**WORK TO COMPLETE:** Write out all the data again, exactly as shown.

Entries taken from a collection:
● ● ● ●

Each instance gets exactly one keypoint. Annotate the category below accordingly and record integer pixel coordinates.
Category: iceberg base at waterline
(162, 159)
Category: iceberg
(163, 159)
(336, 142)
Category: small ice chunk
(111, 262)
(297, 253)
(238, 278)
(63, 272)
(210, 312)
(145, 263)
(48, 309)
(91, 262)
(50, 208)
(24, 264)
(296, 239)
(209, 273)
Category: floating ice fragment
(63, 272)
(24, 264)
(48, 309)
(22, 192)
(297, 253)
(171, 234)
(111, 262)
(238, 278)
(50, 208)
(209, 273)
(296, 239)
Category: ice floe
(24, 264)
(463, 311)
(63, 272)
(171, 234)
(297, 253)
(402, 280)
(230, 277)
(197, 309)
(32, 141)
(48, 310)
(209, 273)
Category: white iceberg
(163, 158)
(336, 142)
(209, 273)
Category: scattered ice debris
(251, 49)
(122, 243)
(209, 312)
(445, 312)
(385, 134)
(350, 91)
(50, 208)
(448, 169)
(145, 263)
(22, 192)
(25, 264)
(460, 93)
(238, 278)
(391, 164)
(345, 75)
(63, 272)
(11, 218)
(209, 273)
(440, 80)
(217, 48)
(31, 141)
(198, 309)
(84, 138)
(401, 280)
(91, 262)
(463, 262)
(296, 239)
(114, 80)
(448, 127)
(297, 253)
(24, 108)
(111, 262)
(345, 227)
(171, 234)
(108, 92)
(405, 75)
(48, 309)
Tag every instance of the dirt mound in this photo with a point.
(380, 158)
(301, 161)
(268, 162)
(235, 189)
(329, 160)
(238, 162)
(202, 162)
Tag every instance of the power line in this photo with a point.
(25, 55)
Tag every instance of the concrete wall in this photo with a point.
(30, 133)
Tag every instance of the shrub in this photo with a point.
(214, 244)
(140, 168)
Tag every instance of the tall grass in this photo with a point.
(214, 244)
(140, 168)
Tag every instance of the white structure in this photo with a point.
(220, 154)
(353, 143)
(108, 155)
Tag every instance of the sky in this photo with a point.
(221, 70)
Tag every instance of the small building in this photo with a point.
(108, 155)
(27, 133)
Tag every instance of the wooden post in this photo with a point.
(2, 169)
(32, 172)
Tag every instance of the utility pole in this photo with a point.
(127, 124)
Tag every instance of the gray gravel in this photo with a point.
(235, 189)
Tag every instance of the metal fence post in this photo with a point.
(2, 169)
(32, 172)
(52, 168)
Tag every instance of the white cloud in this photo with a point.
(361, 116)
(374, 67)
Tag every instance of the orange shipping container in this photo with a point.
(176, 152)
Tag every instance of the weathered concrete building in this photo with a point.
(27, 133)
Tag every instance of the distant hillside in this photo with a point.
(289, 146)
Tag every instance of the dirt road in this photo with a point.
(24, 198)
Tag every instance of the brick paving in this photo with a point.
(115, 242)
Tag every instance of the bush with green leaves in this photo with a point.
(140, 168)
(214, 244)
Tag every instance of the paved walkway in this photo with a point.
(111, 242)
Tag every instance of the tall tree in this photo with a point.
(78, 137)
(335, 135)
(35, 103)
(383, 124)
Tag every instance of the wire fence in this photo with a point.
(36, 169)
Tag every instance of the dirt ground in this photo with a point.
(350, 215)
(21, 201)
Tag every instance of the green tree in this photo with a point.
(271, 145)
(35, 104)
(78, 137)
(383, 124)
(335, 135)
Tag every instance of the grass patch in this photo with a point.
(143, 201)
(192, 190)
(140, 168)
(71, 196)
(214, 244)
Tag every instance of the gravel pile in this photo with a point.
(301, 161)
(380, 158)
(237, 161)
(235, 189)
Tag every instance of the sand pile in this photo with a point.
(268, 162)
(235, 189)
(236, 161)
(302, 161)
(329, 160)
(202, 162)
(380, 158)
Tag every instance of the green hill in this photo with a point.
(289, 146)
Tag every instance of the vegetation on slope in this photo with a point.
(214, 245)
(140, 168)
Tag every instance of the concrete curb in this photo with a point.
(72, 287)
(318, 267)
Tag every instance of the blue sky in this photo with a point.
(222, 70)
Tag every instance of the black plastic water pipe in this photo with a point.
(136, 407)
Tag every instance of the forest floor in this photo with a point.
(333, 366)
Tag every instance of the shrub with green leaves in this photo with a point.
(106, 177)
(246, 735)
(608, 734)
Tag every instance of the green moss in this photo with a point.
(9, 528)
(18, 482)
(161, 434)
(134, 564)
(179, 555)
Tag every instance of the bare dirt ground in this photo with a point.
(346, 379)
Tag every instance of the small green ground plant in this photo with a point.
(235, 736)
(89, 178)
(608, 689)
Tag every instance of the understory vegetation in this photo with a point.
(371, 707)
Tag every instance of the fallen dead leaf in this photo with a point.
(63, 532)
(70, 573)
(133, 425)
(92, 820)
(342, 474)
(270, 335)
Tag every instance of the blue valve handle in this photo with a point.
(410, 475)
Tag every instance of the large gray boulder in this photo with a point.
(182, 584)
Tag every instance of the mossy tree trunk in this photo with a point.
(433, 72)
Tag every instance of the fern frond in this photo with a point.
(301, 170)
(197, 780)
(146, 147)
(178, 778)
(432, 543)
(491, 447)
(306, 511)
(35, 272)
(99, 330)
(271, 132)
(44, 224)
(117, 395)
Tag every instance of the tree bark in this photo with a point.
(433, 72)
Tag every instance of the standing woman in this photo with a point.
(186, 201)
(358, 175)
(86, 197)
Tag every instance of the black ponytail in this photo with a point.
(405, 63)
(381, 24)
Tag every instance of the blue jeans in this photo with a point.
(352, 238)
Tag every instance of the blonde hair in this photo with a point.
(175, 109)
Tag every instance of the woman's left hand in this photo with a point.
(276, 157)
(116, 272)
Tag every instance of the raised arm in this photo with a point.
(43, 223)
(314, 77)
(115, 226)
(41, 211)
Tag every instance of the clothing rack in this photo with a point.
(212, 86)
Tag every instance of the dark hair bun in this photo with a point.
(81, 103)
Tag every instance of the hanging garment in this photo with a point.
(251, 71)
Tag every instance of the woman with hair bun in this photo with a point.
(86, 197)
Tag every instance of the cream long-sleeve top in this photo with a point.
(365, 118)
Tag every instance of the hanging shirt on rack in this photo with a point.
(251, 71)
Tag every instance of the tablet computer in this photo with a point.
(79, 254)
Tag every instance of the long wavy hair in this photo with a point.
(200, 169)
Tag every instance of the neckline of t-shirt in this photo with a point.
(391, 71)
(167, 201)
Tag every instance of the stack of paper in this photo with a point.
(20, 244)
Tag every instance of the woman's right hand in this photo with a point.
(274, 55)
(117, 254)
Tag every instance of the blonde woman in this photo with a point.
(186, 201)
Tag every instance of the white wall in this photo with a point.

● ● ● ●

**RESPONSE TO THE TASK:**
Each instance gets exactly one keypoint. Annotate the category below accordingly and record integer pixel coordinates.
Category: iceberg base at waterline
(162, 159)
Category: iceberg
(163, 159)
(336, 142)
Category: small ice chunk
(111, 262)
(297, 253)
(238, 278)
(63, 272)
(210, 312)
(145, 263)
(48, 309)
(91, 262)
(50, 208)
(24, 264)
(296, 239)
(209, 273)
Category: floating ice fragment
(63, 272)
(24, 264)
(48, 309)
(22, 192)
(297, 253)
(171, 234)
(111, 262)
(238, 278)
(50, 208)
(209, 273)
(296, 239)
Category: ice floe
(24, 264)
(463, 311)
(63, 272)
(171, 234)
(297, 253)
(402, 280)
(230, 277)
(197, 309)
(32, 141)
(48, 310)
(209, 273)
Category: white iceberg
(163, 158)
(336, 142)
(209, 273)
Category: scattered ice debris
(251, 49)
(122, 243)
(209, 312)
(445, 312)
(385, 134)
(350, 91)
(50, 208)
(448, 169)
(145, 263)
(22, 192)
(25, 264)
(460, 93)
(238, 278)
(391, 164)
(345, 75)
(63, 272)
(11, 218)
(209, 273)
(440, 80)
(217, 48)
(31, 141)
(198, 309)
(84, 138)
(401, 280)
(91, 262)
(463, 262)
(296, 239)
(114, 80)
(448, 127)
(297, 253)
(24, 108)
(111, 262)
(345, 227)
(171, 234)
(108, 92)
(405, 75)
(48, 309)
Tag every instance of the dirt mound in this photo with a point.
(380, 158)
(301, 161)
(268, 162)
(235, 189)
(329, 160)
(238, 162)
(202, 162)
Tag every instance of the power line in this photo with a point.
(25, 55)
Tag every instance of the concrete wall in this photo with a point.
(30, 133)
Tag every instance of the shrub in this photo with a point.
(214, 244)
(140, 168)
Tag every instance of the tall grass in this photo with a point.
(214, 244)
(140, 168)
Tag every instance of the white structure in this photo with a point.
(220, 154)
(353, 143)
(108, 155)
Tag every instance of the sky in this photo with a point.
(221, 70)
Tag every instance of the small building in this photo with a point.
(108, 155)
(27, 133)
Tag every instance of the wooden post in this photo with a point.
(2, 169)
(32, 172)
Tag every instance of the utility pole in this photo with a point.
(127, 124)
Tag every instance of the gray gravel in this photo with a point.
(235, 189)
Tag every instance of the metal fence post in this photo with a point.
(2, 169)
(32, 172)
(52, 168)
Tag every instance of the white cloud in this photo with a point.
(361, 116)
(374, 67)
Tag every instance of the orange shipping container in this photo with a point.
(176, 152)
Tag every instance of the weathered concrete building in this photo with a point.
(27, 133)
Tag every instance of the distant hillside in this photo with a point.
(289, 146)
Tag every instance of the dirt road in this photo with a point.
(24, 198)
Tag every instance of the brick paving in this photo with a point.
(115, 242)
Tag every instance of the bush with green leaves in this photo with a point.
(140, 168)
(214, 244)
Tag every instance of the paved walkway in this photo with a point.
(111, 242)
Tag every instance of the tall tree in this photo with a point.
(78, 137)
(335, 135)
(35, 103)
(383, 124)
Tag every instance of the wire fence in this photo with a point.
(36, 169)
Tag every instance of the dirt ground in this photo with a point.
(350, 215)
(21, 201)
Tag every instance of the green tree in this photo with a point.
(271, 145)
(35, 104)
(78, 137)
(383, 124)
(335, 135)
Tag every instance of the grass patch in this photo with a point.
(143, 201)
(192, 190)
(140, 168)
(71, 196)
(214, 244)
Tag every instance of the gravel pile in this photo with a point.
(301, 161)
(380, 158)
(237, 161)
(235, 189)
Tag every instance of the sand pile in this photo with a point.
(268, 162)
(235, 189)
(236, 161)
(302, 161)
(329, 160)
(202, 162)
(380, 158)
Tag every instance of the green hill in this photo with a point.
(289, 146)
Tag every instance of the vegetation on slope in this photo with a point.
(214, 245)
(140, 168)
Tag every instance of the concrete curb in this photo with a point.
(72, 287)
(318, 267)
Tag every instance of the blue sky in this photo with a point.
(222, 70)
Tag every instance of the black plastic water pipe in this photo with a point.
(136, 407)
Tag every instance of the forest floor in this photo with a point.
(333, 366)
Tag every instance of the shrub with green leaves in this photo with a point.
(106, 177)
(246, 735)
(608, 734)
Tag every instance of the green moss in this photo with a point.
(9, 528)
(18, 482)
(161, 434)
(134, 564)
(179, 555)
Tag every instance of the bare dirt ground in this photo with a point.
(346, 379)
Tag every instance of the small green ground plant in this photo with a point.
(235, 736)
(89, 178)
(608, 689)
Tag every instance of the understory vegetation in this photo with a point.
(371, 707)
Tag every instance of the fallen dead leaf in this photo with a point.
(63, 532)
(70, 573)
(133, 425)
(92, 820)
(342, 474)
(270, 335)
Tag every instance of the blue valve handle in this photo with a point.
(410, 475)
Tag every instance of the large gray boulder in this photo with a point.
(182, 584)
Tag every instance of the mossy tree trunk in this photo with a point.
(433, 72)
Tag every instance of the fern frond in this photo with a point.
(301, 170)
(197, 780)
(146, 147)
(178, 778)
(432, 543)
(491, 447)
(306, 511)
(35, 272)
(99, 330)
(271, 132)
(44, 224)
(117, 395)
Tag every instance of the tree bark in this photo with a point.
(433, 72)
Tag every instance of the standing woman in this photo with a point.
(186, 201)
(358, 175)
(86, 197)
Tag every instance of the black ponytail in this photo with a point.
(405, 63)
(381, 24)
Tag every instance of the blue jeans in this photo with a point.
(352, 238)
Tag every instance of the blonde hair in this photo with a point.
(175, 109)
Tag every instance of the woman's left hand in this photo with a point.
(276, 157)
(116, 272)
Tag every instance of the raised arm in this photo with a point.
(43, 223)
(314, 77)
(115, 226)
(41, 211)
Tag every instance of the clothing rack in this photo with a point.
(212, 86)
Tag every instance of the dark hair bun in this photo with a point.
(81, 103)
Tag every instance of the hanging garment in this photo with a point.
(251, 71)
Tag every instance of the woman with hair bun in this photo with a point.
(86, 197)
Tag every instance of the cream long-sleeve top in this photo with a point.
(365, 118)
Tag every instance of the hanging shirt on rack in this photo with a point.
(251, 71)
Tag every instance of the tablet computer in this photo with a point.
(79, 254)
Tag every instance of the long wavy hair in this photo with a point.
(200, 169)
Tag every instance of the neckline of t-shirt in this photo with a point.
(391, 71)
(167, 201)
Tag every instance of the stack of paper in this photo with a point.
(20, 244)
Tag every instance of the woman's right hand in this photo with a point.
(274, 55)
(117, 254)
Tag every instance of the blonde woman in this photo with a point.
(186, 201)
Tag every instance of the white wall in this photo with a point.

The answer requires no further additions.